#### Exercise directions
Select every line of the records that contains the string "ceiling". Copy each of those lines.

** Start of Information provided **

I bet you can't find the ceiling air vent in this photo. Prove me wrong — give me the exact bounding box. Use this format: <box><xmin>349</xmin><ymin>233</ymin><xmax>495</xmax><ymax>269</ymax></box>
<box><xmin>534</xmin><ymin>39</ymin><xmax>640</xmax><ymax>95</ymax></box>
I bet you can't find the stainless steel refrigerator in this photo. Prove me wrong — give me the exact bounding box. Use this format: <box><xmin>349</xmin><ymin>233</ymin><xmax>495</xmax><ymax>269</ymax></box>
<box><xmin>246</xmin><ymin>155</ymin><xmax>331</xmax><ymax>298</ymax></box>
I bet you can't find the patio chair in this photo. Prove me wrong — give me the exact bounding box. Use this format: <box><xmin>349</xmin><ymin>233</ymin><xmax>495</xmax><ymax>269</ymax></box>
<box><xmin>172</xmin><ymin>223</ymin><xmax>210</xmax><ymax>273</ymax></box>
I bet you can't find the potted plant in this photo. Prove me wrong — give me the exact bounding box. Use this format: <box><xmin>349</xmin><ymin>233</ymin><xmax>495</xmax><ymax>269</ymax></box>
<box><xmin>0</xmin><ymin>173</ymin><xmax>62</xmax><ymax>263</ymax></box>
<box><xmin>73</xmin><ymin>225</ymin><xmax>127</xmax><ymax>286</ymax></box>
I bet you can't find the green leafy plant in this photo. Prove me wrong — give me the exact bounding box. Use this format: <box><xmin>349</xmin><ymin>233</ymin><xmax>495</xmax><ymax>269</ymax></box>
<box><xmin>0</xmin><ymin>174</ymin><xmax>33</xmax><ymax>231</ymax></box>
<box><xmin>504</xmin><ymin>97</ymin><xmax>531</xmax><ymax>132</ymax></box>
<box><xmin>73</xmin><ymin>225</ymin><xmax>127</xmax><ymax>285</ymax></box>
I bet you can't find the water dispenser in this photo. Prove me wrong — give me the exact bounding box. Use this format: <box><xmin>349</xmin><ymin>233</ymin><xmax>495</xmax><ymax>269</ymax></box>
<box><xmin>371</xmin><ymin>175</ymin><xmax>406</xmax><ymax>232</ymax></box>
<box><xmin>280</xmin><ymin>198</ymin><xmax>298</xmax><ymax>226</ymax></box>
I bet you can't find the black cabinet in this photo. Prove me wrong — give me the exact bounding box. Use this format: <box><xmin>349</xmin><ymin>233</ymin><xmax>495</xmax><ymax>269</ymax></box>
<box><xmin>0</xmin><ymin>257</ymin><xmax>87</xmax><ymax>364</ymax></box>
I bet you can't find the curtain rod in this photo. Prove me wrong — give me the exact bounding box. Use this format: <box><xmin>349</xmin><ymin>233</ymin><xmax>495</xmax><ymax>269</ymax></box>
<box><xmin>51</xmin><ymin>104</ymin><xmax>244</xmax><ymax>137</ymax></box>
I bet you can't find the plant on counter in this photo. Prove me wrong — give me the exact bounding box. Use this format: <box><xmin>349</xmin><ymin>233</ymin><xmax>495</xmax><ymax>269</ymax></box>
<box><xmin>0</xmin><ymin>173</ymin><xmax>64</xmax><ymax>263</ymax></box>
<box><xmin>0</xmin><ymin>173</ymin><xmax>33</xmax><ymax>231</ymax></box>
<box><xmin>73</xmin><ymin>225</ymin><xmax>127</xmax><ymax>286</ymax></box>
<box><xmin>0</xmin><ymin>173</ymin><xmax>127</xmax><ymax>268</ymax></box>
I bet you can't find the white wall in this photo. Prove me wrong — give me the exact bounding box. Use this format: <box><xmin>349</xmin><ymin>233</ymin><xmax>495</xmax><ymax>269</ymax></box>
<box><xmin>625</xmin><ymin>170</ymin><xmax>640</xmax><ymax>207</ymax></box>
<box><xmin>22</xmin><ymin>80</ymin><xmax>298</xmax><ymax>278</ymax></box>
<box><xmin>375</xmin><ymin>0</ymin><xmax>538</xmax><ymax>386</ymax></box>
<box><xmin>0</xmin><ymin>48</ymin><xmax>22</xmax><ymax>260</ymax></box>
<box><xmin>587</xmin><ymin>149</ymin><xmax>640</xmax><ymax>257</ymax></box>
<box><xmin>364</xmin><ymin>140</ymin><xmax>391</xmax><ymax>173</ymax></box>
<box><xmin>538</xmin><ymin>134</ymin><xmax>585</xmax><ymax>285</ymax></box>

** End of Information provided **
** Start of Information provided **

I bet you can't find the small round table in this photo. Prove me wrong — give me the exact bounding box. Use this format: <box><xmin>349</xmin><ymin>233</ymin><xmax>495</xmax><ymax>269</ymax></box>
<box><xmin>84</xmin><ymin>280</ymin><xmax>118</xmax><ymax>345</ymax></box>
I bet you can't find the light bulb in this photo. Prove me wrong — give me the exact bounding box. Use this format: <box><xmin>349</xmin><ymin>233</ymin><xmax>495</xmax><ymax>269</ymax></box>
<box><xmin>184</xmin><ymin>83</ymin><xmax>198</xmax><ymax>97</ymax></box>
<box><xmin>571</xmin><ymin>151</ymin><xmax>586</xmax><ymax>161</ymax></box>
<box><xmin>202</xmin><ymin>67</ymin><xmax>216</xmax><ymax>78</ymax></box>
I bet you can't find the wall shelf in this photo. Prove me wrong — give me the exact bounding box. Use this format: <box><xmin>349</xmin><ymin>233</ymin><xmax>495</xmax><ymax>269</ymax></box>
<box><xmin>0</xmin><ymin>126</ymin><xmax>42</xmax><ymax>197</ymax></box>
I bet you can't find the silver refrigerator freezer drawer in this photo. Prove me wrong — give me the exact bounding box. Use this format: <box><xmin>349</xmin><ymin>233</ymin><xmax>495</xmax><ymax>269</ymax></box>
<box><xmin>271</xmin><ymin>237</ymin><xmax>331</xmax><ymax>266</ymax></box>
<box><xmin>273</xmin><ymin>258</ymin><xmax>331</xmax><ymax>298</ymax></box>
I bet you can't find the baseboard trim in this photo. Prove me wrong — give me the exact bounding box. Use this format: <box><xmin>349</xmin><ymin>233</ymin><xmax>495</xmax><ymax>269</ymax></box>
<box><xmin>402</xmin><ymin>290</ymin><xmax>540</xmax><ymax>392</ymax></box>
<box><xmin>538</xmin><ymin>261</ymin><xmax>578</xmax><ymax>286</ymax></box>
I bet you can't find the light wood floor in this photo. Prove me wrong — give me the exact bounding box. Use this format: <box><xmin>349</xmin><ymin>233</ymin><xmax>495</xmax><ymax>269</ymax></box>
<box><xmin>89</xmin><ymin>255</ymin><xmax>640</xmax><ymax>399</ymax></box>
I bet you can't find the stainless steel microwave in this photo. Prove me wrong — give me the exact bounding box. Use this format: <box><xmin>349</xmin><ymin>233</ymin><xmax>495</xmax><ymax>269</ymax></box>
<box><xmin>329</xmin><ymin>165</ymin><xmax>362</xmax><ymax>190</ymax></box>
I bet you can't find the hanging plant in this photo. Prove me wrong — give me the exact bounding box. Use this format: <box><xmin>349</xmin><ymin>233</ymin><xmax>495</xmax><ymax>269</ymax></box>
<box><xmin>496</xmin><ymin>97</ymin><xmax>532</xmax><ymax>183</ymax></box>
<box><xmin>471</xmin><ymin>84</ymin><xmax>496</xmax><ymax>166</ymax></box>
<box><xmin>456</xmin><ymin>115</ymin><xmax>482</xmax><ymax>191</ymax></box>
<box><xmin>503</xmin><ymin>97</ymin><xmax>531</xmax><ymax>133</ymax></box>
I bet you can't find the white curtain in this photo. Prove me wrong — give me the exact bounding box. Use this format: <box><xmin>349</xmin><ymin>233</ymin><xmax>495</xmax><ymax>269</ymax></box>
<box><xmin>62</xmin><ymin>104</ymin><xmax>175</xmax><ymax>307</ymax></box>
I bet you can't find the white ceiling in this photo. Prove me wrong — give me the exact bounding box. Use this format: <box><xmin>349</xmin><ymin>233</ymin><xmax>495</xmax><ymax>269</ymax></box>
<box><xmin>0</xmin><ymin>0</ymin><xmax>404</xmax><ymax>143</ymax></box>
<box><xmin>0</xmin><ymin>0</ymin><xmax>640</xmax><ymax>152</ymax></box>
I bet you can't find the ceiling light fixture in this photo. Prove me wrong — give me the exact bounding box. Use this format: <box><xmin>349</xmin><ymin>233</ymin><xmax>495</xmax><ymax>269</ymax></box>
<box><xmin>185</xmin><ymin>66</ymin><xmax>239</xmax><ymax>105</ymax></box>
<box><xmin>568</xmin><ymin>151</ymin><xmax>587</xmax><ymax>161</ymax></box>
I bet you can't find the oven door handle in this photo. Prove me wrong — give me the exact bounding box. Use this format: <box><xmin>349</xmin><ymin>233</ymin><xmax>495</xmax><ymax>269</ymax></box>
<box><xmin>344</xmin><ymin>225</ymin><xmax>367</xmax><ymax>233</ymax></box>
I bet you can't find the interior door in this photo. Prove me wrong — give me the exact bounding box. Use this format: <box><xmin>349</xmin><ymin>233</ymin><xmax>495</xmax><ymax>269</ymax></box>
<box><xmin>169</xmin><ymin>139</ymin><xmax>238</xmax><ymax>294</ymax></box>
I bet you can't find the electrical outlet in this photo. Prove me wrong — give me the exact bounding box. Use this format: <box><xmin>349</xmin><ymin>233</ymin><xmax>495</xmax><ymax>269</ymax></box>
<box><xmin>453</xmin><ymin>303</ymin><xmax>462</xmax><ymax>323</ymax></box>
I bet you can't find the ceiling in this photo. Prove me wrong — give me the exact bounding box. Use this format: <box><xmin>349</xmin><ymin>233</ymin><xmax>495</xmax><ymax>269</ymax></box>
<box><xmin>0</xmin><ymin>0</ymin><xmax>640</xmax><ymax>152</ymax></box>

** End of Information provided **
** Start of Information provided **

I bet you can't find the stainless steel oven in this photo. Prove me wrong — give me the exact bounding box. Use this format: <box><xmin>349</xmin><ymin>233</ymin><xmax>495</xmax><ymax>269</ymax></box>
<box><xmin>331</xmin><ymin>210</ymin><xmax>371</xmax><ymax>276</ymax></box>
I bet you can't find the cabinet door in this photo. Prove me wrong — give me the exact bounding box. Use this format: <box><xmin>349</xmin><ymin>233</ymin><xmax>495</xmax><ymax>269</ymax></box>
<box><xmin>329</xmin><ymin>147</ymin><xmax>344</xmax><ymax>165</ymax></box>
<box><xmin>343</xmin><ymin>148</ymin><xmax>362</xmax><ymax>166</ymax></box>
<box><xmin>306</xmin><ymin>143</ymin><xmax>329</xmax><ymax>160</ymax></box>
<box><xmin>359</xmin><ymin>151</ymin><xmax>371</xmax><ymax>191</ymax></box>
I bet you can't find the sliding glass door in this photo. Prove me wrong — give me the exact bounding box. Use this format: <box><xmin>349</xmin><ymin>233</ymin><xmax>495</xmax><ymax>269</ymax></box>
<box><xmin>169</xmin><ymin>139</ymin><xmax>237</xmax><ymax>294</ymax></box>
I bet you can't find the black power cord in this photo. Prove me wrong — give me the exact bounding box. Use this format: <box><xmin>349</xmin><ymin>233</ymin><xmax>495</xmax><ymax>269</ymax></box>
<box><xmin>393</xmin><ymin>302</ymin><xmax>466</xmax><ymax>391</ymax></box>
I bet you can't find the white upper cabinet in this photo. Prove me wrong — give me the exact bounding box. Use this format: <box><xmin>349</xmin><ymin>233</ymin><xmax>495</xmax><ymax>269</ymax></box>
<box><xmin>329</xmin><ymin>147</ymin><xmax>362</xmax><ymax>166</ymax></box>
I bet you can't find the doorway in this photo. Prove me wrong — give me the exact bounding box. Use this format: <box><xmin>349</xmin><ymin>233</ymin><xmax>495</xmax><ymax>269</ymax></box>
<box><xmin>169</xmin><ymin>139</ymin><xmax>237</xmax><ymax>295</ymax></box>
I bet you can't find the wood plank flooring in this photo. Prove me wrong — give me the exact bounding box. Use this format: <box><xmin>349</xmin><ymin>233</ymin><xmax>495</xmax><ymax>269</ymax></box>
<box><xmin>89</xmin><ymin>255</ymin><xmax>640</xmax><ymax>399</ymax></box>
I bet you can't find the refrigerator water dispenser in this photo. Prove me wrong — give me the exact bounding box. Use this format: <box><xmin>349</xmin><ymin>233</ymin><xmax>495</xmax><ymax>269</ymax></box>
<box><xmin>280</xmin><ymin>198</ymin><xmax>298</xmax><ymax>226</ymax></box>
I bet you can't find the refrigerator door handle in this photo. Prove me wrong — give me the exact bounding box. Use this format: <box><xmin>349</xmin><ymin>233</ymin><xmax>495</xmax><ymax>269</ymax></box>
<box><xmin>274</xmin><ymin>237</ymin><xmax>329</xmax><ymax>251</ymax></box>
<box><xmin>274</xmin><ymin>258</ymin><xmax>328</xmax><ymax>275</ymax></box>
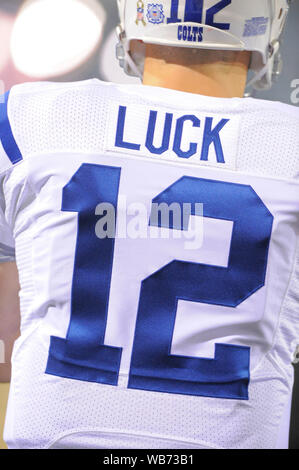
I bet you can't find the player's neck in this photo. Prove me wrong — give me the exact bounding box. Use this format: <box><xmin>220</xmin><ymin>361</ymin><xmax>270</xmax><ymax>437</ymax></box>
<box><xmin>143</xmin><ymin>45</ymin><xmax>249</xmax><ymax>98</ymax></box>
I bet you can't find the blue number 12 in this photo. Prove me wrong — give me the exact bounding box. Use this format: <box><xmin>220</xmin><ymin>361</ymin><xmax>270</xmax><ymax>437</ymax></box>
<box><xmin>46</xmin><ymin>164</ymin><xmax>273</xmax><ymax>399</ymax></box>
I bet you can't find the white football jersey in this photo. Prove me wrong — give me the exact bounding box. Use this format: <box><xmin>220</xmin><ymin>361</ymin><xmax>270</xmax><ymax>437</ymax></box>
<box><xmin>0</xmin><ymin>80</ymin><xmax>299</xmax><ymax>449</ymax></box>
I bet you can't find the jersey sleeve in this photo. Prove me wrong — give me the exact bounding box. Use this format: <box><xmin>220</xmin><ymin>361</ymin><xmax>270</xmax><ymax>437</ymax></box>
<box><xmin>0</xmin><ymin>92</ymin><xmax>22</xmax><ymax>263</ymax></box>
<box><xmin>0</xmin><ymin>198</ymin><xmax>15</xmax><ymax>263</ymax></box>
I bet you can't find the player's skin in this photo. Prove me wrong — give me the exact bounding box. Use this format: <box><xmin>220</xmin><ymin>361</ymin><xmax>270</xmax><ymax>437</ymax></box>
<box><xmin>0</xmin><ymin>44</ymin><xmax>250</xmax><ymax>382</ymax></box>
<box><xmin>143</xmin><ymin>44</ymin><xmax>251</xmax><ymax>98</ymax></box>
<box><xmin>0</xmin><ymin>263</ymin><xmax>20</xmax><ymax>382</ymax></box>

** End of Information provided **

#### Answer in full
I bet you can't find the ceiling air vent in this photo. Prove me wrong — give me the exact bounding box. Use this format: <box><xmin>349</xmin><ymin>233</ymin><xmax>495</xmax><ymax>269</ymax></box>
I bet you can't find the white ceiling in this photo. Prove me wrong — give me the exact bounding box. Use this format: <box><xmin>349</xmin><ymin>233</ymin><xmax>495</xmax><ymax>269</ymax></box>
I bet you can't find the ceiling light fixture in this photo. Prove me wrong — give me the exact bounding box. Use this format: <box><xmin>349</xmin><ymin>233</ymin><xmax>495</xmax><ymax>269</ymax></box>
I bet you can't find the ceiling in this photo. Prove me wrong — give me the exact bounding box. Use this format: <box><xmin>349</xmin><ymin>233</ymin><xmax>495</xmax><ymax>269</ymax></box>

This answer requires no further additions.